Excerpts of data on labeled regions
↓

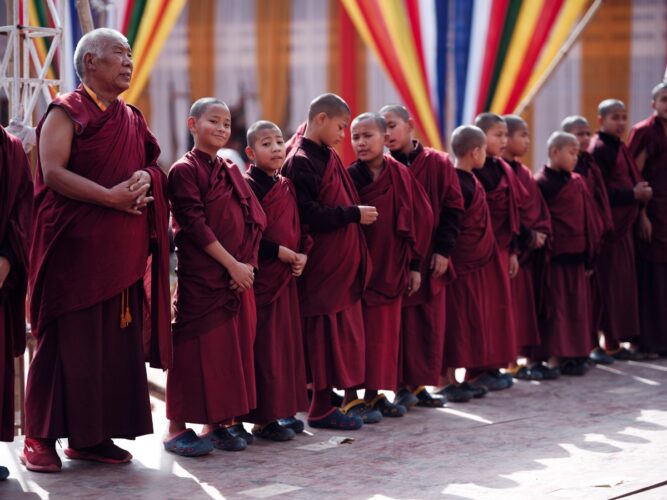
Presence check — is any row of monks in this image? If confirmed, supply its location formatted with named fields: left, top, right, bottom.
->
left=0, top=30, right=667, bottom=472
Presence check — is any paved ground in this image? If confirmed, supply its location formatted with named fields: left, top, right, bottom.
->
left=0, top=359, right=667, bottom=500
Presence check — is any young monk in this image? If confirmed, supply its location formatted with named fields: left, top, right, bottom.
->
left=535, top=132, right=603, bottom=375
left=443, top=125, right=513, bottom=395
left=243, top=121, right=308, bottom=441
left=282, top=94, right=378, bottom=430
left=628, top=82, right=667, bottom=354
left=561, top=115, right=614, bottom=365
left=502, top=115, right=555, bottom=380
left=164, top=97, right=266, bottom=456
left=589, top=99, right=653, bottom=360
left=346, top=113, right=433, bottom=423
left=380, top=104, right=463, bottom=408
left=0, top=127, right=32, bottom=481
left=467, top=113, right=528, bottom=390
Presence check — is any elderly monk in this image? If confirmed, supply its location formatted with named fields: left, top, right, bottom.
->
left=21, top=29, right=171, bottom=472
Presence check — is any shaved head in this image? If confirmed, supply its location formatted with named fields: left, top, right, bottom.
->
left=380, top=104, right=410, bottom=122
left=308, top=94, right=351, bottom=121
left=598, top=99, right=625, bottom=118
left=188, top=97, right=229, bottom=119
left=451, top=125, right=486, bottom=158
left=351, top=113, right=387, bottom=134
left=74, top=28, right=130, bottom=81
left=246, top=120, right=283, bottom=148
left=547, top=131, right=579, bottom=151
left=475, top=113, right=505, bottom=133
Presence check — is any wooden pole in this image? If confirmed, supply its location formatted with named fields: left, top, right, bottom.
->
left=76, top=0, right=95, bottom=35
left=514, top=0, right=608, bottom=115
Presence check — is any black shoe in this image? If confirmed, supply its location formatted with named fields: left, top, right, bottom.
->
left=227, top=423, right=255, bottom=444
left=436, top=384, right=475, bottom=403
left=588, top=347, right=614, bottom=365
left=530, top=363, right=560, bottom=380
left=252, top=421, right=296, bottom=441
left=278, top=417, right=305, bottom=434
left=459, top=381, right=489, bottom=399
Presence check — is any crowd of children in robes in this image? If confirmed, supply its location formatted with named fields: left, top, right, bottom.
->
left=0, top=83, right=667, bottom=470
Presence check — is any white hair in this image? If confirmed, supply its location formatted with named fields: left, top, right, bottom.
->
left=74, top=28, right=128, bottom=81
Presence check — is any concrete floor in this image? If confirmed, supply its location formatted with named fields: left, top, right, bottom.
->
left=0, top=359, right=667, bottom=500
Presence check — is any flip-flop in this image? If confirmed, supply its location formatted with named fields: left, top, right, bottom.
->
left=308, top=408, right=364, bottom=431
left=162, top=429, right=213, bottom=457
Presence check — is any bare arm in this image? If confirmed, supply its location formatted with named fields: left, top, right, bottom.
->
left=39, top=107, right=152, bottom=214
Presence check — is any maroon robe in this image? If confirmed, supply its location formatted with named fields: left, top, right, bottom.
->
left=0, top=127, right=32, bottom=441
left=441, top=171, right=517, bottom=375
left=533, top=167, right=603, bottom=359
left=589, top=133, right=641, bottom=344
left=167, top=149, right=266, bottom=424
left=25, top=87, right=171, bottom=447
left=510, top=161, right=551, bottom=349
left=628, top=115, right=667, bottom=352
left=348, top=155, right=433, bottom=390
left=282, top=137, right=371, bottom=391
left=398, top=148, right=463, bottom=387
left=242, top=167, right=308, bottom=424
left=574, top=151, right=614, bottom=346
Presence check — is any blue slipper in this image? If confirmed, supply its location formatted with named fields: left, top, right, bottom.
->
left=308, top=408, right=364, bottom=431
left=162, top=429, right=213, bottom=457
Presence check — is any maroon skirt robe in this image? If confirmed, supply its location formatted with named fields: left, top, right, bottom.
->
left=510, top=162, right=551, bottom=350
left=282, top=138, right=371, bottom=391
left=628, top=115, right=667, bottom=352
left=242, top=173, right=308, bottom=424
left=533, top=167, right=603, bottom=359
left=25, top=87, right=171, bottom=447
left=167, top=149, right=266, bottom=424
left=448, top=173, right=516, bottom=375
left=398, top=148, right=463, bottom=387
left=348, top=155, right=433, bottom=390
left=0, top=127, right=32, bottom=441
left=590, top=135, right=641, bottom=342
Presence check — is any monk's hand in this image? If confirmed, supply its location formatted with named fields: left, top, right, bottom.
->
left=292, top=253, right=308, bottom=276
left=128, top=170, right=152, bottom=195
left=278, top=245, right=296, bottom=266
left=357, top=205, right=379, bottom=225
left=107, top=178, right=151, bottom=215
left=0, top=256, right=12, bottom=288
left=509, top=253, right=519, bottom=279
left=227, top=260, right=255, bottom=292
left=429, top=253, right=449, bottom=278
left=532, top=231, right=547, bottom=248
left=408, top=271, right=422, bottom=297
left=633, top=181, right=653, bottom=202
left=637, top=210, right=653, bottom=243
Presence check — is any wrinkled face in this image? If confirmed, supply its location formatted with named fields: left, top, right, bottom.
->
left=570, top=125, right=591, bottom=151
left=507, top=127, right=530, bottom=156
left=486, top=123, right=507, bottom=156
left=382, top=112, right=414, bottom=151
left=83, top=36, right=134, bottom=94
left=188, top=104, right=232, bottom=152
left=549, top=144, right=579, bottom=172
left=320, top=114, right=350, bottom=148
left=352, top=120, right=386, bottom=163
left=653, top=89, right=667, bottom=121
left=470, top=143, right=486, bottom=168
left=248, top=129, right=285, bottom=172
left=599, top=108, right=628, bottom=137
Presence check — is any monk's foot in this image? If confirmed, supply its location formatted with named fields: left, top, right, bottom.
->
left=252, top=421, right=296, bottom=441
left=20, top=437, right=63, bottom=472
left=65, top=439, right=132, bottom=464
left=278, top=417, right=305, bottom=434
left=227, top=422, right=255, bottom=444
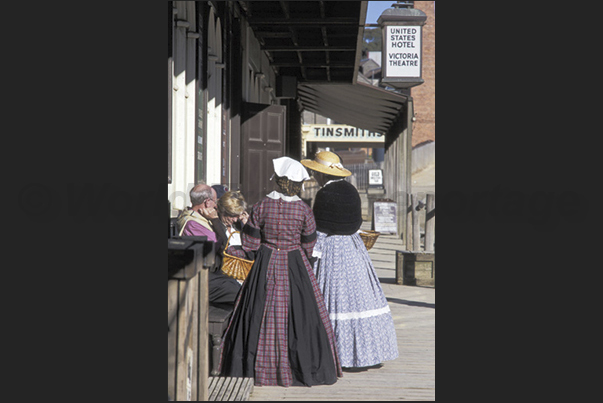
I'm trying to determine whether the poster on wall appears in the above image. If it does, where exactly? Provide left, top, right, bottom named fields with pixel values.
left=373, top=202, right=398, bottom=236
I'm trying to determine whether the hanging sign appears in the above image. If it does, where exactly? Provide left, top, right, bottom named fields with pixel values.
left=373, top=202, right=398, bottom=235
left=384, top=25, right=421, bottom=77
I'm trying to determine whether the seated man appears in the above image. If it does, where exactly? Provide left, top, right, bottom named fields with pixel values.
left=178, top=184, right=241, bottom=305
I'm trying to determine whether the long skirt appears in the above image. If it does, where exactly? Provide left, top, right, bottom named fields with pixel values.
left=314, top=232, right=398, bottom=367
left=220, top=246, right=342, bottom=387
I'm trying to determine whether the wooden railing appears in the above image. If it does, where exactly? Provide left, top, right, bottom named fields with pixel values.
left=406, top=192, right=435, bottom=252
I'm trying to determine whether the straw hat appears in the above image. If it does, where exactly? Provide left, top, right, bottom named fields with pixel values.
left=300, top=151, right=352, bottom=176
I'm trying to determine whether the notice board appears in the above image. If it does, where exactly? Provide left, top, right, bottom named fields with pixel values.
left=373, top=201, right=398, bottom=235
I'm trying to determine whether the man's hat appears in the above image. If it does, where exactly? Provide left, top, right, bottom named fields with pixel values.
left=300, top=151, right=352, bottom=176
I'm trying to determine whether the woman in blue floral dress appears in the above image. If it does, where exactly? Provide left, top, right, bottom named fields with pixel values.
left=301, top=151, right=398, bottom=368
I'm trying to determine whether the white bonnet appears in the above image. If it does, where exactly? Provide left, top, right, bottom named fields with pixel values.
left=272, top=157, right=310, bottom=182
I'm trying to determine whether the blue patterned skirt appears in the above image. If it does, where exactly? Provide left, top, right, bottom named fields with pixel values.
left=314, top=232, right=398, bottom=367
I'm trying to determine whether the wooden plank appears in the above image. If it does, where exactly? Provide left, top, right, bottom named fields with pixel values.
left=195, top=266, right=209, bottom=401
left=189, top=275, right=201, bottom=400
left=425, top=193, right=435, bottom=252
left=209, top=377, right=226, bottom=401
left=235, top=378, right=253, bottom=401
left=224, top=378, right=244, bottom=401
left=168, top=280, right=179, bottom=400
left=410, top=194, right=421, bottom=251
left=216, top=378, right=236, bottom=401
left=404, top=193, right=413, bottom=250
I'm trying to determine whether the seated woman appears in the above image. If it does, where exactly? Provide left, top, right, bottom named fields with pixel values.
left=209, top=192, right=254, bottom=306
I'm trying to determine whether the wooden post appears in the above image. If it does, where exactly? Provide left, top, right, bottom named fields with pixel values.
left=425, top=193, right=435, bottom=252
left=411, top=194, right=421, bottom=251
left=197, top=268, right=209, bottom=401
left=405, top=193, right=413, bottom=251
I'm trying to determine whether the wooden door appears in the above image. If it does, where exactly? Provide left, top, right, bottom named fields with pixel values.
left=241, top=103, right=287, bottom=207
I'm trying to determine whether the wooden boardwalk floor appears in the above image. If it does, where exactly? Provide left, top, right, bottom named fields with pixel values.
left=249, top=226, right=435, bottom=401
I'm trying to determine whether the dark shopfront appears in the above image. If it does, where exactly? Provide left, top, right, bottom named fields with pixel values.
left=167, top=1, right=412, bottom=400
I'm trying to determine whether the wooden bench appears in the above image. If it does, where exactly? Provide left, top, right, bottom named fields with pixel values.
left=208, top=377, right=253, bottom=402
left=208, top=304, right=232, bottom=376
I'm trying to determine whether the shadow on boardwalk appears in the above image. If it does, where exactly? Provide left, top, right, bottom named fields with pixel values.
left=249, top=227, right=435, bottom=401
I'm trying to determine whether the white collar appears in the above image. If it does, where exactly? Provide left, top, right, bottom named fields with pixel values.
left=266, top=190, right=301, bottom=201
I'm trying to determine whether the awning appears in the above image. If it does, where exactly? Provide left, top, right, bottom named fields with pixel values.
left=297, top=83, right=408, bottom=134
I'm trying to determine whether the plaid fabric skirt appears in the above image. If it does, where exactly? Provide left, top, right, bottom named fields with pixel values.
left=220, top=245, right=342, bottom=387
left=314, top=231, right=398, bottom=367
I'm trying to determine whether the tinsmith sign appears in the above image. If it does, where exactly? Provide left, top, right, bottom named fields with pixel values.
left=302, top=124, right=385, bottom=144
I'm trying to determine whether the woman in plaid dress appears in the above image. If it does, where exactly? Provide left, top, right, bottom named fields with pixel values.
left=220, top=157, right=342, bottom=387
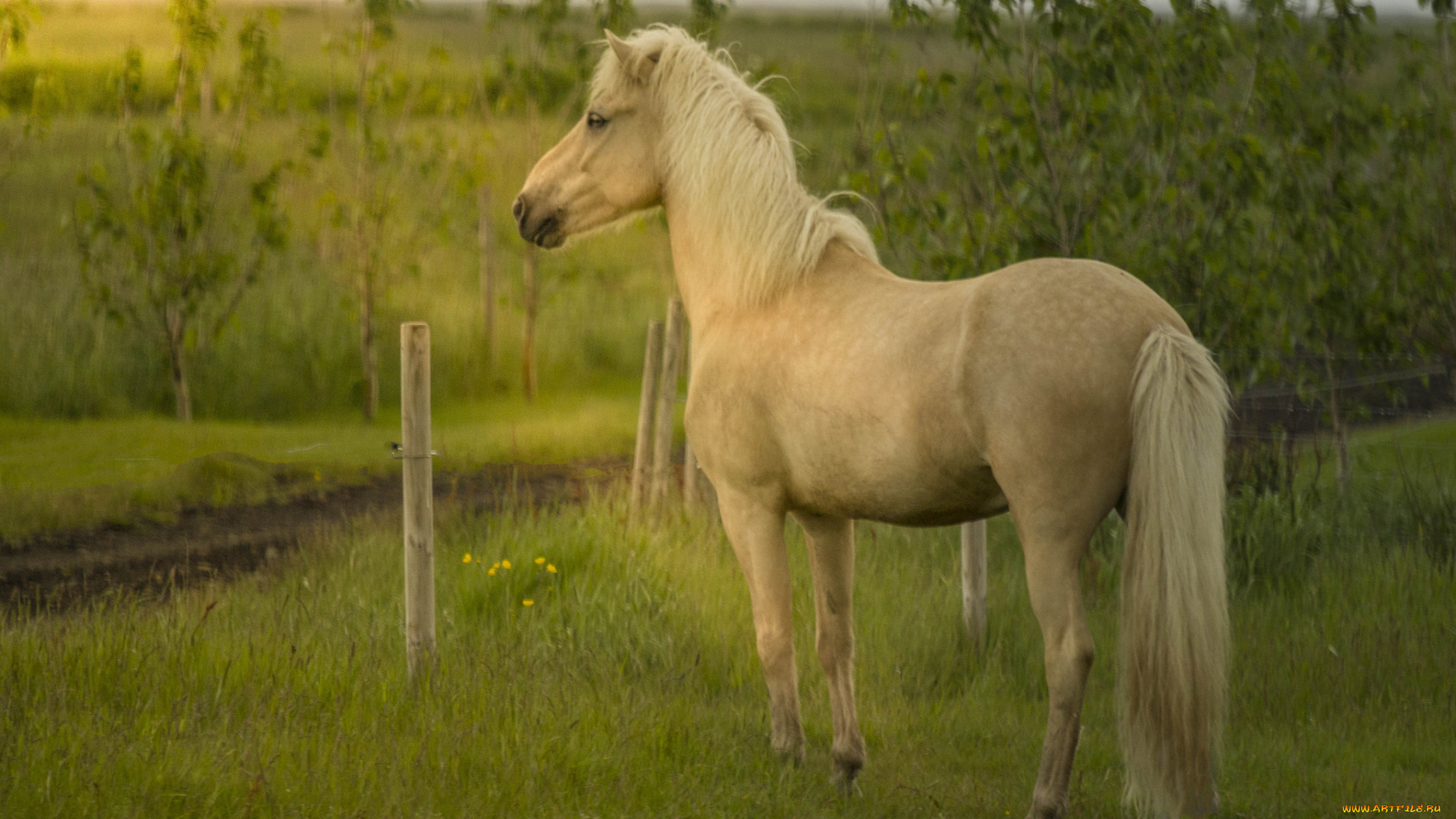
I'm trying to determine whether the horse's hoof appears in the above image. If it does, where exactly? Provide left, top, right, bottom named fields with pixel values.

↑

## Required work:
Reproduce the data above word for word, starting at the very beginning and ending at the line that contains "left=0, top=30, right=667, bottom=472". Leave the pictures out.

## Exercise output:
Presence check — is any row of monks in this image? If confirmed, supply its location formatted with named fields: left, top, right, bottom.
->
left=0, top=30, right=667, bottom=472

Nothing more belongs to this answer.